* [Passage cité]:
------
À quelques reprises, il réussit à lui soutirer quelques aveux croustillants sur Jean Charest qu'il ne porte pas dans son coeur, ou encore sur l'absence de convivialité entre Jacques Parizeau et lui pendant la campagne du Oui.

De Carl Leblanc, on pourrait dire qu'il est un spécialiste du révisionnisme historique, si cette expression n'était pas aussi péjorative. Dans les faits, le documentariste a revisité dans ses films une foule d'évènements politiques marquants: la mort de Pierre Laporte dans La belle province, la nuit des longs couteaux dans Canada by Night, l'enlèvement de James Cross dans L'otage, le voyage du général de Gaulle au Québec en 1967 dans Le chemin du Roy.

À chaque film, Leblanc, qui n'est donc pas un témoin de premier plan de ces évènements, a cherché à aller au-delà des versions officielles figées dans le ciment de leur propre légende et à les présenter sous un angle nouveau.

Son huis clos avec Lucien Bouchard diffère légèrement de ses autres films puisqu'ici l'Histoire nous est racontée à travers un seul témoignage et un seul prisme. Mais on y retrouve, comme dans ses autres films, un angle, sinon nouveau, à tout le moins rafraîchissant.

La force et l'intérêt du film tiennent d'abord à la candeur de Bouchard qui se livre sans filtre, avec effusion, émotion, humour et parfois même avec colère, mais jamais en cherchant à se donner le beau rôle.
------
* [Lignes fournies]:
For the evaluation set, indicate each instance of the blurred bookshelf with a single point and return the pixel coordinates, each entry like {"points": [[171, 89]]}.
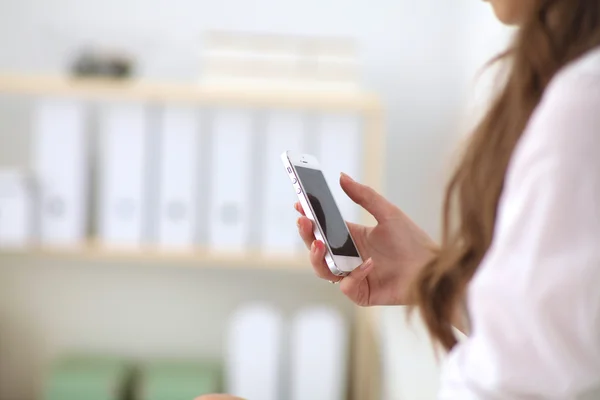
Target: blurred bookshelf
{"points": [[365, 368], [195, 258], [101, 88]]}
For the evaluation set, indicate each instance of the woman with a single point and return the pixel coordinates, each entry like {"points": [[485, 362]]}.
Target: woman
{"points": [[518, 267]]}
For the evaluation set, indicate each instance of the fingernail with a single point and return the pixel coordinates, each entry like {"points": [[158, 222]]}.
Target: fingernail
{"points": [[347, 176], [367, 264]]}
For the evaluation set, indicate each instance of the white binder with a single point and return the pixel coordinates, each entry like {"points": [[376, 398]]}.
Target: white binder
{"points": [[16, 210], [285, 130], [179, 150], [60, 158], [340, 150], [123, 162], [319, 355], [231, 180], [253, 356]]}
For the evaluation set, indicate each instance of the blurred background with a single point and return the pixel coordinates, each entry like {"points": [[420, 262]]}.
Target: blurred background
{"points": [[173, 99]]}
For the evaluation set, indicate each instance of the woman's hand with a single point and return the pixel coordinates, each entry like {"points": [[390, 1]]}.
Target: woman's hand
{"points": [[393, 250]]}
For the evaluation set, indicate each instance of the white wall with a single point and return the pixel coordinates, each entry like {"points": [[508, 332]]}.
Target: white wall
{"points": [[417, 55]]}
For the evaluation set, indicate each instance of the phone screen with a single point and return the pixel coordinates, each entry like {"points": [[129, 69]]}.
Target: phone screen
{"points": [[326, 212]]}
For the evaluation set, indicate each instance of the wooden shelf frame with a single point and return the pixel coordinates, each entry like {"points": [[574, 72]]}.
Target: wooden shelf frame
{"points": [[366, 370], [137, 90]]}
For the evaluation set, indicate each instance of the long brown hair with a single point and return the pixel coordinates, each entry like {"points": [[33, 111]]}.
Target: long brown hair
{"points": [[554, 33]]}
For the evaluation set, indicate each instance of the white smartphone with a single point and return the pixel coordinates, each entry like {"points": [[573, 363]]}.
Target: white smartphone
{"points": [[317, 201]]}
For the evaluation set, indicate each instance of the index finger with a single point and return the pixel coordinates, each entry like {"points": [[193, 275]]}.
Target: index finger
{"points": [[299, 208]]}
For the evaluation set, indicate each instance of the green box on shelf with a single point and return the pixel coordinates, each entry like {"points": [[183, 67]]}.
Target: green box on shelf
{"points": [[89, 378], [177, 380]]}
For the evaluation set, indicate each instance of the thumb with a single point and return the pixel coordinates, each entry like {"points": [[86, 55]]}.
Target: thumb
{"points": [[354, 285], [366, 197]]}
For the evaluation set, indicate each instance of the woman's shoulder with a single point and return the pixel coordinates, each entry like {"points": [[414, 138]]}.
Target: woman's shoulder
{"points": [[580, 78], [565, 127], [585, 67]]}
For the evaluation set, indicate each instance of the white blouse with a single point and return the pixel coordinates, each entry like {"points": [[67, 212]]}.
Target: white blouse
{"points": [[534, 303]]}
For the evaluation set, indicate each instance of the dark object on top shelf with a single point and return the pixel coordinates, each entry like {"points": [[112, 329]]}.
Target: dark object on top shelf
{"points": [[93, 64]]}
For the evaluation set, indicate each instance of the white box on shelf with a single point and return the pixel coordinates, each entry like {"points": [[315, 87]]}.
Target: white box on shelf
{"points": [[231, 180], [60, 158], [123, 139], [16, 209], [340, 145], [253, 361], [285, 130], [179, 151], [319, 355]]}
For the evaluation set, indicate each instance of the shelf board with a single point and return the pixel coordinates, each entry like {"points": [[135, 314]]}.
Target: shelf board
{"points": [[153, 255], [145, 90]]}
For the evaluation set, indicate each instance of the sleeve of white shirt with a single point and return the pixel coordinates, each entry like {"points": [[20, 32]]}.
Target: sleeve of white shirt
{"points": [[534, 303]]}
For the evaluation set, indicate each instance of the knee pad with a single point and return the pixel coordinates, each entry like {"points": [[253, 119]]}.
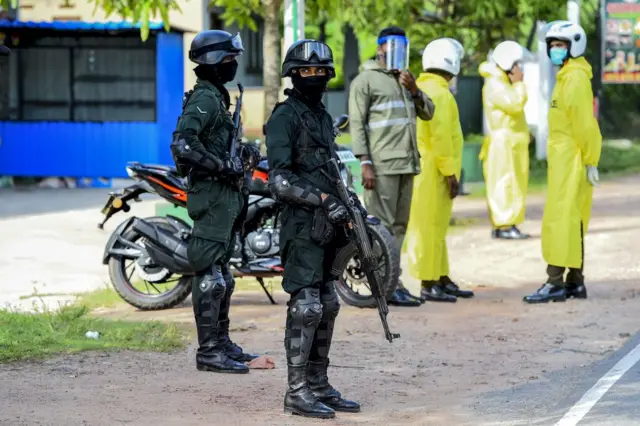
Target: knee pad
{"points": [[213, 282], [305, 308], [330, 301], [228, 279]]}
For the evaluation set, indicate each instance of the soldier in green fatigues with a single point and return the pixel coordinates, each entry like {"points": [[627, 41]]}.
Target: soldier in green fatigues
{"points": [[299, 139], [383, 103], [215, 201]]}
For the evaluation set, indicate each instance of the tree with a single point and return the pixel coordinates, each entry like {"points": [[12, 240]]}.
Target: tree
{"points": [[244, 12]]}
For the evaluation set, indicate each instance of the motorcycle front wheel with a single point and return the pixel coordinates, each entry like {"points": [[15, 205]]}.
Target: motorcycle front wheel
{"points": [[144, 285], [353, 287]]}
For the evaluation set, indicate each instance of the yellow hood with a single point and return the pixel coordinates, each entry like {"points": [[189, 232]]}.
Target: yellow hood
{"points": [[576, 65], [488, 69]]}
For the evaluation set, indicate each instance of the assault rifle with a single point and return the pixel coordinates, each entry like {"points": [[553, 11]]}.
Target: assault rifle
{"points": [[358, 231], [234, 136]]}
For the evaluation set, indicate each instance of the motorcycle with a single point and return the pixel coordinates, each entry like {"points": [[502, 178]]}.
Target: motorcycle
{"points": [[156, 246]]}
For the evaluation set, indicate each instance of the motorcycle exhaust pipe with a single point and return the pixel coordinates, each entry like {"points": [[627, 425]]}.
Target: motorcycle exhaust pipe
{"points": [[165, 249]]}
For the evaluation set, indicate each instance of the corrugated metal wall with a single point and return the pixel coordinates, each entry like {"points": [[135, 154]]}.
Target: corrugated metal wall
{"points": [[97, 149]]}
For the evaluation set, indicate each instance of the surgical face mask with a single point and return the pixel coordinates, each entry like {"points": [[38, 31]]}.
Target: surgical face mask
{"points": [[396, 52], [453, 85], [557, 55]]}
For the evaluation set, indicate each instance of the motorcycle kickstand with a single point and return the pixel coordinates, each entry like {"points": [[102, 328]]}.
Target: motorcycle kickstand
{"points": [[264, 287]]}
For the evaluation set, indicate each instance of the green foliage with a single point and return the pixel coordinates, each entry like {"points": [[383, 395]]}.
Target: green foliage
{"points": [[141, 11], [9, 4], [26, 336], [242, 12]]}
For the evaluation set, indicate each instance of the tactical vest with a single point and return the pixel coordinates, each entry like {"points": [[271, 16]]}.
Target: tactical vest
{"points": [[315, 143]]}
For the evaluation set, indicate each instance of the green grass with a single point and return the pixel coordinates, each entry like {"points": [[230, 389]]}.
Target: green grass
{"points": [[26, 336]]}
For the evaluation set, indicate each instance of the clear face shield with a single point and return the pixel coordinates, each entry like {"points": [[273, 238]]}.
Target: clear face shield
{"points": [[456, 44], [395, 52], [542, 34]]}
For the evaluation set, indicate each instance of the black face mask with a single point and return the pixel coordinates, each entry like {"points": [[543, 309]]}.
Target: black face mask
{"points": [[312, 87], [220, 73], [227, 71]]}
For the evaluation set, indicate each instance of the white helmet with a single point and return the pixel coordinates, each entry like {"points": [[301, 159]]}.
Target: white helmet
{"points": [[571, 33], [443, 54], [508, 53]]}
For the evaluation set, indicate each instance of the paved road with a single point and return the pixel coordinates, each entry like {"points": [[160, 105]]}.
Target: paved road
{"points": [[576, 396]]}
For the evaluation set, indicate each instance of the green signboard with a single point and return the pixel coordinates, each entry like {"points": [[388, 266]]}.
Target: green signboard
{"points": [[621, 39]]}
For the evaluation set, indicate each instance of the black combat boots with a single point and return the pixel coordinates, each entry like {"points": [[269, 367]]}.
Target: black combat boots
{"points": [[234, 351], [207, 298], [319, 385], [303, 317], [319, 357]]}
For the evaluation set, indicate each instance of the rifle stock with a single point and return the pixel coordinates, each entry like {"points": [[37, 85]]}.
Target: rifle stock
{"points": [[365, 252]]}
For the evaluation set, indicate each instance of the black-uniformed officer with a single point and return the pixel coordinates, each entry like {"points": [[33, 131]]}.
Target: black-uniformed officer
{"points": [[200, 149], [299, 138]]}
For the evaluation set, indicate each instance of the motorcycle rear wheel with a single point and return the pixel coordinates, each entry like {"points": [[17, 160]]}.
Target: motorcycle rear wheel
{"points": [[127, 290], [383, 245]]}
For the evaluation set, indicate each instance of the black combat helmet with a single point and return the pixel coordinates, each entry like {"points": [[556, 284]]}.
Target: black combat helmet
{"points": [[308, 53], [211, 47]]}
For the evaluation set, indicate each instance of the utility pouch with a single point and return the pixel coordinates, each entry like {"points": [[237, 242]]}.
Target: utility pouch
{"points": [[322, 231]]}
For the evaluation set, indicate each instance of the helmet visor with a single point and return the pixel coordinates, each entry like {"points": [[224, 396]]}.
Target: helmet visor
{"points": [[306, 51], [542, 34], [396, 52], [233, 46]]}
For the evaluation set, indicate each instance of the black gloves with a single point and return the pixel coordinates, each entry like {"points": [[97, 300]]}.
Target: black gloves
{"points": [[250, 155], [336, 211], [232, 167], [359, 205]]}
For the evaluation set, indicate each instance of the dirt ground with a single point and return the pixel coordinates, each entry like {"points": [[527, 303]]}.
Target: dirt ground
{"points": [[449, 359]]}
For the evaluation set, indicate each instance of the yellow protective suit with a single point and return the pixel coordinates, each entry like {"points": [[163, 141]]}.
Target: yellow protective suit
{"points": [[440, 146], [505, 153], [574, 143]]}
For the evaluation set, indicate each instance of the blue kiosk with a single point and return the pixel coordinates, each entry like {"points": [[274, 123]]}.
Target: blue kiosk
{"points": [[82, 99]]}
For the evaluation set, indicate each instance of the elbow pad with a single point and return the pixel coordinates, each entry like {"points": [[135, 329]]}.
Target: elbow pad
{"points": [[184, 154], [285, 191]]}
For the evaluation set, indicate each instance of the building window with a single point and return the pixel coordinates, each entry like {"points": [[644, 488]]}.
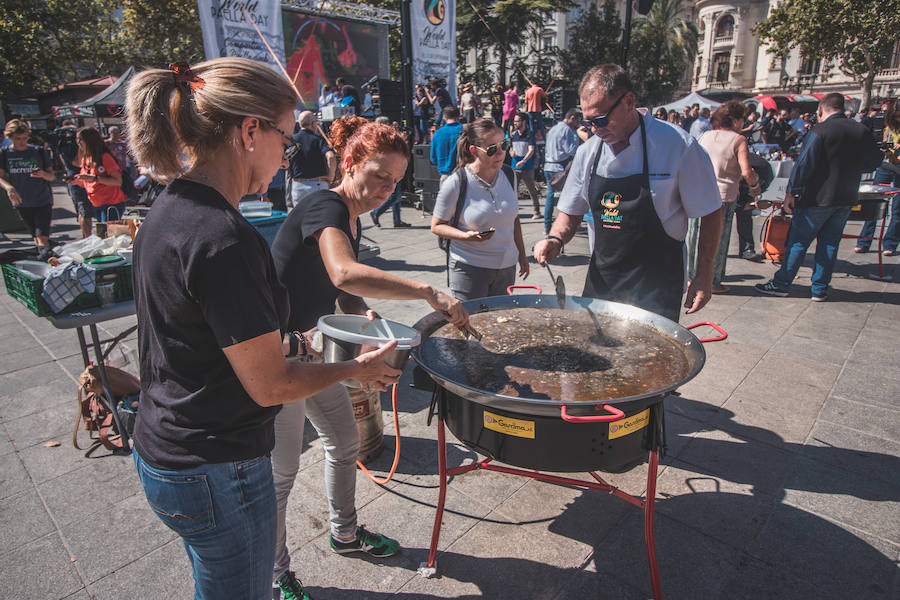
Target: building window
------
* [Tâches et exercices]:
[1] Répondez aux questions suivantes d'après le passage sur le documentaire de Carl Leblanc.
(a) Dans quel film Carl Leblanc revient-il sur l'enlèvement de James Cross ?
(b) En quoi le huis clos avec Lucien Bouchard diffère-t-il des autres films de Leblanc ?
(c) À quoi tiennent d'abord la force et l'intérêt du film ?
[2] Écrivez la suite du passage sur le documentaire de Carl Leblanc consacré à Lucien Bouchard, à partir de sa dernière phrase.

* [Exercices corrigés]:
[1]
(a) Dans L'otage.
(b) L'Histoire y est racontée à travers un seul témoignage et un seul prisme.
(c) À la candeur de Bouchard, qui se livre sans filtre.

[2]
Dans un aveu assez touchant, il confiera même qu'un de ses fils en est venu à la conclusion qu'il était un loser puisqu'il n'a pas réussi à réaliser son rêve d'indépendance. Si t'as pas gagné, c'est que t'as perdu et donc, que t'es un loser, répétera-t-il avec un fond de lucidité résignée.

Ce huis clos où l'ex-politicien revient sur les temps forts, les drames, les ruptures, les amitiés brisées, les trahisons et les déceptions de sa carrière n'est pas un essai politique ni même une tentative d'expliquer l'Histoire récente.

C'est plutôt les confessions d'un homme qui, par moments, semble victime des circonstances - les bonnes comme les mauvaises -, et qui, en fin de compte, avait peut-être plus l'étoffe d'un héros que celle d'un politicien. Il avoue d'ailleurs avoir résisté à l'appel des sirènes pendant 22 ans pour une foule de raisons qui, a posteriori, lui semblent amplement justifiées. Au bout du compte, il estime avoir payé un prix trop élevé.

La seule fausse note de ce film, à mes yeux, c'est le fameux discours que Bouchard a écrit advenant une victoire du Oui et qu'une recherchiste miraculeuse a retrouvé dans les entrailles des archives nationales.

J'ai ressenti un léger malaise en écoutant Bouchard lire des extraits de ce discours lyrique à souhait. Il a beau répéter qu'il a hésité et refusé à plusieurs reprises cette idée saugrenue, au final, il cède.

Est-ce par nostalgie, par vanité, par masochisme? On ne le saura jamais. N'empêche qu'il y a quelque chose de foncièrement dérangeant à écouter un homme qui ne croit plus à la souveraineté lire un discours souverainiste victorieux qui n'a jamais existé, un discours mort-né, en somme.

Pour le reste, ce film demeure une plongée fascinante dans le coeur et l'âme d'un politicien et un testament dont Lucien Bouchard peut être fier.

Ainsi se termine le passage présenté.